• _MATERIAL FOR THIS EXERCISE_
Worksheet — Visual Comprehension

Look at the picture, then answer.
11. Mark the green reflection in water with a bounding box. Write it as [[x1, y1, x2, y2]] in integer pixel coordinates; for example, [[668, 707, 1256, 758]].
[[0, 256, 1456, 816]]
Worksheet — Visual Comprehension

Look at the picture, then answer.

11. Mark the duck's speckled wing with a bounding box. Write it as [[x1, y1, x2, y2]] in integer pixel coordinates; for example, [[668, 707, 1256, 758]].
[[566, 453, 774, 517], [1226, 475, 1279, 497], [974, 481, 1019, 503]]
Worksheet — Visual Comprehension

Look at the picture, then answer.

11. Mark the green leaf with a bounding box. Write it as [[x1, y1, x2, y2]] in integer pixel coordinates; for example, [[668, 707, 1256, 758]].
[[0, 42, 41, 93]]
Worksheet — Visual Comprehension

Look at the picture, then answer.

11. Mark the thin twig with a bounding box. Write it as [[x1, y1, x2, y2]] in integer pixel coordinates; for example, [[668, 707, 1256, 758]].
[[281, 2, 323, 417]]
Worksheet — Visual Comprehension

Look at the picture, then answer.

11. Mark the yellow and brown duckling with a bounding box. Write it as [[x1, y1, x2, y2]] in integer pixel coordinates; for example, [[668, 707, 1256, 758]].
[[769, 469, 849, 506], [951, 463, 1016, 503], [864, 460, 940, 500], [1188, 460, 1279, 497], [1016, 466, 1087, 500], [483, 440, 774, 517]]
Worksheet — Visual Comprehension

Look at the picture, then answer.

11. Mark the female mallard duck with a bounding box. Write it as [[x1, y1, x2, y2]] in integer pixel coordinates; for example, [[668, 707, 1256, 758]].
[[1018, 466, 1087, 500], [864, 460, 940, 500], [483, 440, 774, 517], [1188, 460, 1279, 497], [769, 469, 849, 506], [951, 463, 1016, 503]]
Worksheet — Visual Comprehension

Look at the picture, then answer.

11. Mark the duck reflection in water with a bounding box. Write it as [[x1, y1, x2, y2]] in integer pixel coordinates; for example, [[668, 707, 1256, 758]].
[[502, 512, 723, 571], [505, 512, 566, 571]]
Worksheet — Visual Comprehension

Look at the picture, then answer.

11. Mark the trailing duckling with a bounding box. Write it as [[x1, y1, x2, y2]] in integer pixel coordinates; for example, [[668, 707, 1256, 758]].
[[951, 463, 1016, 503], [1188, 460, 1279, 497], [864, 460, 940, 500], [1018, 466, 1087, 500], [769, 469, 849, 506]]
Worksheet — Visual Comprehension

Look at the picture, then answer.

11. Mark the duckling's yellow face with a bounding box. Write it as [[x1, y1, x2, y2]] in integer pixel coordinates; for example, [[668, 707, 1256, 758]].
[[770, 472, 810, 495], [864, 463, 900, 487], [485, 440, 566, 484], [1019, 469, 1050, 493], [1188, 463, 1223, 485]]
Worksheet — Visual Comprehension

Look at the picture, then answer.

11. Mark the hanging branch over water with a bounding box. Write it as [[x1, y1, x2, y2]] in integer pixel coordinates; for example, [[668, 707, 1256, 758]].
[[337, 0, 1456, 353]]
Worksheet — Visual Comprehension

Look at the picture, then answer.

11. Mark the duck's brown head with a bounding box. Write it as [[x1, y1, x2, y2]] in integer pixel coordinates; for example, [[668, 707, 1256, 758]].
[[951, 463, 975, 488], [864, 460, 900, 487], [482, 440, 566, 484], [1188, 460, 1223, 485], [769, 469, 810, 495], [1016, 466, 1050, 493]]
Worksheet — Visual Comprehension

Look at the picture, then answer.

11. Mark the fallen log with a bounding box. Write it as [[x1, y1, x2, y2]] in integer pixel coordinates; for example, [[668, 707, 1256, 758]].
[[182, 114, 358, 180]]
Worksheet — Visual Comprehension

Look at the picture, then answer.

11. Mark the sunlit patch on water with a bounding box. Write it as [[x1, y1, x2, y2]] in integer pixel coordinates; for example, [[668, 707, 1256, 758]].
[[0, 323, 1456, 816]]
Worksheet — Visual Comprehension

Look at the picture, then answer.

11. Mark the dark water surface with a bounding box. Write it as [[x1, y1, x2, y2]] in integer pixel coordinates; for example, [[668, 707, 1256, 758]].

• _TASK OBJECTIVE_
Please tally how many lines of the records above contain the string "duckling", counting only matches with the same case. Reply with the number alone.

• _ANSWER TO THE TASK_
3